Extract provided »
::::

Australia must step up and keep kids safe
January 2026
As Australia’s appearance before the United Nations Human Rights Council for its Universal Periodic Review draws near, Candice Hughes, Principal Solicitor at YFS Legal, shares some reflections on her work with children impacted by the child detention system, and the Australian Government’s obligations to keep kids safe.
On 26 January 2026, Australia will again stand before the UN Human Rights Council in Geneva for our Universal Periodic Review. This is a rare opportunity for the international community to publicly assess our human rights record, particularly our treatment of children in the criminal legal system.
At Australia’s last UPR, the call to raise the age of criminal responsibility was one of the most frequently made recommendations by UN member states. We expect the same, if not stronger, scrutiny this time.
Last review, the Australian Government said youth justice was a state and territory issue, implying they lacked the power to intervene.
But the constitutional advice obtained by NATSILS and the Justice and Equity Centre (JEC) in September 2025 has made it crystal clear:
The Commonwealth does have constitutional power to raise the minimum age across Australia.
Australia continues to allow children as young as 10 to be arrested, charged, hauled before a court, and sentenced to detention. This is completely out of step with international human rights standards and the practices of comparable nations.
In Queensland, we are seeing a youth justice system in crisis:
- More children in watch houses
- High rates of First Nations over‑representation
- Increasingly punitive legislation that pushes kids deeper into the system
- The incarceration of children who are overwhelmingly experiencing trauma, disability, neurodivergence, and disadvantage.
The evidence is indisputable: criminalising children this young damages brain development, increases trauma, disrupts schooling, entrenches contact with police and courts, and increases the likelihood of future offending.
Locking kids up makes communities less safe, not more.

::::

Problem description » Write out, word for word, the passage of the article on Australia's youth justice obligations that begins at the words "But the constitutional" and stops after the words "of comparable nations.". The entries have no connection to the article on keeping children safe in Australia's youth justice system.

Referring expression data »
::::

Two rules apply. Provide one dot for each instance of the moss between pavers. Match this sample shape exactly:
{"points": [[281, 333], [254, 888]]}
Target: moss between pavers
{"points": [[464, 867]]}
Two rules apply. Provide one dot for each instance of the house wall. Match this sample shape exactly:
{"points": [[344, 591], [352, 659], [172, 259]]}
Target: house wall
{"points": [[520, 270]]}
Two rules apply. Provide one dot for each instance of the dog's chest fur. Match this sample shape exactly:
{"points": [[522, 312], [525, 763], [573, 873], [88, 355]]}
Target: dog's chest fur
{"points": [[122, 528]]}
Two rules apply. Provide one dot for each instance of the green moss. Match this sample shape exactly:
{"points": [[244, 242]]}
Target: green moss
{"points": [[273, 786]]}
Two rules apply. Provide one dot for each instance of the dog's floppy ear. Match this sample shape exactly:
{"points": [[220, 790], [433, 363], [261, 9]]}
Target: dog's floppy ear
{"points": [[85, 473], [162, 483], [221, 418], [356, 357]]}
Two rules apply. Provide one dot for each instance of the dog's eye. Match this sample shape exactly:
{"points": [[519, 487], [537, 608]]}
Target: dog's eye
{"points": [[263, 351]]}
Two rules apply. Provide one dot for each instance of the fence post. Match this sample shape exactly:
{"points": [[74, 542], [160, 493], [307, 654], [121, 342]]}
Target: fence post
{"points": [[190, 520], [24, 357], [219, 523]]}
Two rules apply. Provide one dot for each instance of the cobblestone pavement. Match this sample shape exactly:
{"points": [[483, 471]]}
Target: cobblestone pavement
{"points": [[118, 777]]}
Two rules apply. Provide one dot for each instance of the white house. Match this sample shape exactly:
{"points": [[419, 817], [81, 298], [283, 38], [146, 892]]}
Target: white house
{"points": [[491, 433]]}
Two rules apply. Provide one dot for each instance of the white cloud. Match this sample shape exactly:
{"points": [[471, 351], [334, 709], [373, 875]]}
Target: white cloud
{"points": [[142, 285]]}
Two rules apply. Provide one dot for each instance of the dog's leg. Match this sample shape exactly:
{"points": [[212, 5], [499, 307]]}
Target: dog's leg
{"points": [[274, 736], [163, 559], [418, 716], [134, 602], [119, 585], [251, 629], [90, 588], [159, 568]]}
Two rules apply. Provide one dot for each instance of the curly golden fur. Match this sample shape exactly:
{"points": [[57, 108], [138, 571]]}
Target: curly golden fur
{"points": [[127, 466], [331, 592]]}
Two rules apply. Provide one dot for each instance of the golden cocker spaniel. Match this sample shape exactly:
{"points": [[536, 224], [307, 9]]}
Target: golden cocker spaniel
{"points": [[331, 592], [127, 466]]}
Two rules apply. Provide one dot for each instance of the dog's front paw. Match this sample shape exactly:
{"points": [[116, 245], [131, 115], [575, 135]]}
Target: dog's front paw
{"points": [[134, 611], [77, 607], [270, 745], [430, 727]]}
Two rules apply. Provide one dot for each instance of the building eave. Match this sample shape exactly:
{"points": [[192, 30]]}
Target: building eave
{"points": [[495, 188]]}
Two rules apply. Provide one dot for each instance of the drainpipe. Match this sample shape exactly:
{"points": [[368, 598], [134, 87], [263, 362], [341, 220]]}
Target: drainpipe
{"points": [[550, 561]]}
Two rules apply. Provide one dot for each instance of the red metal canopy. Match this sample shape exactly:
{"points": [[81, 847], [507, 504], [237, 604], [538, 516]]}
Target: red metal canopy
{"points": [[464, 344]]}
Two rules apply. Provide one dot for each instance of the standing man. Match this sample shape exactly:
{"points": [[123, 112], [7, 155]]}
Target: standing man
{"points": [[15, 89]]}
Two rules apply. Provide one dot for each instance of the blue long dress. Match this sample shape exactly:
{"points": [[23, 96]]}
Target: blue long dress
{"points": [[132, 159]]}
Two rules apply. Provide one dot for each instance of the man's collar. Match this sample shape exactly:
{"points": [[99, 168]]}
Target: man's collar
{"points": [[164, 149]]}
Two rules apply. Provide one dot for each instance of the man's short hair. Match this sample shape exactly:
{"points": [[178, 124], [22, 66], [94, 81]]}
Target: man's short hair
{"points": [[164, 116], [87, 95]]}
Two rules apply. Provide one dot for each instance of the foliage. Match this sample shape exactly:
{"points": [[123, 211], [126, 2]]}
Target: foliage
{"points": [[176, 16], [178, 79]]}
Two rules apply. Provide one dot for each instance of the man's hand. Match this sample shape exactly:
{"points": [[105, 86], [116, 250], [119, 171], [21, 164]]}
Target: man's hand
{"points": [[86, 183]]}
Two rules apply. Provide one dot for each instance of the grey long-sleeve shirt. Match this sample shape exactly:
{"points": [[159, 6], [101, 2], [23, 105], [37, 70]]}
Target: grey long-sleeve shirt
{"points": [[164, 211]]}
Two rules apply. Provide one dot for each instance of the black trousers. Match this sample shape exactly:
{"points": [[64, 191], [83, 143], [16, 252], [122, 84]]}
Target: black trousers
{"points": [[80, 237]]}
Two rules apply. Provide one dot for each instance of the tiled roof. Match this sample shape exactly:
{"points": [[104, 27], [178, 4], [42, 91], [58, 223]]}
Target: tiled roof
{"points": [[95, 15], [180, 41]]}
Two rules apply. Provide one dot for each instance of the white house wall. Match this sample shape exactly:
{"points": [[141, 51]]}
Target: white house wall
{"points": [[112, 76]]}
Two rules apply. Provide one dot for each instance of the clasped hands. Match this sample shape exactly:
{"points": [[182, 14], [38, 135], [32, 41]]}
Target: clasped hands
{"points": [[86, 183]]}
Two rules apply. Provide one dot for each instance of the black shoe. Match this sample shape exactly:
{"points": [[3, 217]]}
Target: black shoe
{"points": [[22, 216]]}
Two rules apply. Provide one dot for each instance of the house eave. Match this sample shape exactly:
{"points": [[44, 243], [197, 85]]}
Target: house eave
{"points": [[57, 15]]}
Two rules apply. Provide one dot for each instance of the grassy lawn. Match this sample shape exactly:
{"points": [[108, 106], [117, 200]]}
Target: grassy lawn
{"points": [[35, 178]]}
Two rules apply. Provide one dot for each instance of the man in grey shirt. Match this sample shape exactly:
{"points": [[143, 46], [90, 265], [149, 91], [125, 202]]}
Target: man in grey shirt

::::

Solution to the problem »
But the constitutional advice obtained by NATSILS and the Justice and Equity Centre (JEC) in September 2025 has made it crystal clear:
The Commonwealth does have constitutional power to raise the minimum age across Australia.
Australia continues to allow children as young as 10 to be arrested, charged, hauled before a court, and sentenced to detention. This is completely out of step with international human rights standards and the practices of comparable nations.